DATASET RECORDS —
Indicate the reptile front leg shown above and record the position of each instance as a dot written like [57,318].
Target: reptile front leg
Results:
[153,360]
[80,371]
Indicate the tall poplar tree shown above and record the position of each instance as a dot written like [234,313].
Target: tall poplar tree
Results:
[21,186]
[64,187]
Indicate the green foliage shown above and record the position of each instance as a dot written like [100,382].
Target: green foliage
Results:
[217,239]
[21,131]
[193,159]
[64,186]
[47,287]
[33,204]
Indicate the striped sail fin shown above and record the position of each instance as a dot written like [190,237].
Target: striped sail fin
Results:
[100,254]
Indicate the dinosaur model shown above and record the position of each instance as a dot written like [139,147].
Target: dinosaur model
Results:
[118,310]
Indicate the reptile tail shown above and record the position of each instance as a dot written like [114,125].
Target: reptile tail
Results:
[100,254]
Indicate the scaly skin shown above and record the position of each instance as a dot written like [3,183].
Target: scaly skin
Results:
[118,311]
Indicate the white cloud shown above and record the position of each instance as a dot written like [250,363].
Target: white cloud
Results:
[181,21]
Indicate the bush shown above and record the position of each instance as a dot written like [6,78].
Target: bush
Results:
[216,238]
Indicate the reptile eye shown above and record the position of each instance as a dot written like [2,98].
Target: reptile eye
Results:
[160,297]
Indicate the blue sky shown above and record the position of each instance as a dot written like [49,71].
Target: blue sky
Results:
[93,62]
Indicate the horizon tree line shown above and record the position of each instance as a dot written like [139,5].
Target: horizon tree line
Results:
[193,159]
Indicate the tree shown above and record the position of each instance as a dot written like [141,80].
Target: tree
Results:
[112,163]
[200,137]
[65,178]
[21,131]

PROBLEM TO WORK ON — Reproduce all of the material above word for word, line by line.

FULL RESPONSE —
Indicate the reptile front leg shown above and record the position of each instance as a dot written like [57,318].
Target: reptile front leg
Results:
[153,360]
[80,371]
Indicate the tall poplar tree shown above and record the position of each instance as a dot written like [234,313].
Target: tall poplar tree
Results:
[21,186]
[64,187]
Indicate the green foliage shown above and record the position of each instance as a dot written like [100,382].
Target: green foliage
Results:
[217,239]
[21,131]
[193,159]
[64,186]
[47,287]
[33,204]
Indicate the striped sail fin shown above and record the position of each instance as a dot written like [190,237].
Target: striped sail fin
Results:
[100,254]
Indicate the dinosaur model shown above and record the position of each instance as a dot written like [139,147].
Target: dinosaur model
Results:
[118,310]
Indicate the reptile tail shown above and record the position of each instance as a dot written like [114,125].
Target: reptile tail
Results:
[100,254]
Indicate the scaly skin shown above and record the position of each instance as a dot written like [3,183].
Target: scaly skin
Results:
[118,311]
Indicate the white cloud shown above and record the position of each instance as a dot written like [250,363].
Target: white cloud
Results:
[181,21]
Indicate the bush shown above and record the position of each instance as a dot written like [6,78].
Target: bush
Results:
[216,238]
Indicate the reptile eye shown above and record the position of each instance as a dot written like [2,98].
Target: reptile eye
Results:
[160,297]
Indicate the blue sky shown above and record the position of each instance as a dot written like [49,71].
Target: blue sky
Results:
[93,62]
Indicate the horizon tree line shown above and record the position of each instance as a dot written like [139,5].
Target: horizon tree line
Results:
[193,159]
Indicate the tree shown above and record the position of each instance as a dot written like [141,80].
Target: tree
Results:
[112,163]
[200,137]
[65,178]
[21,131]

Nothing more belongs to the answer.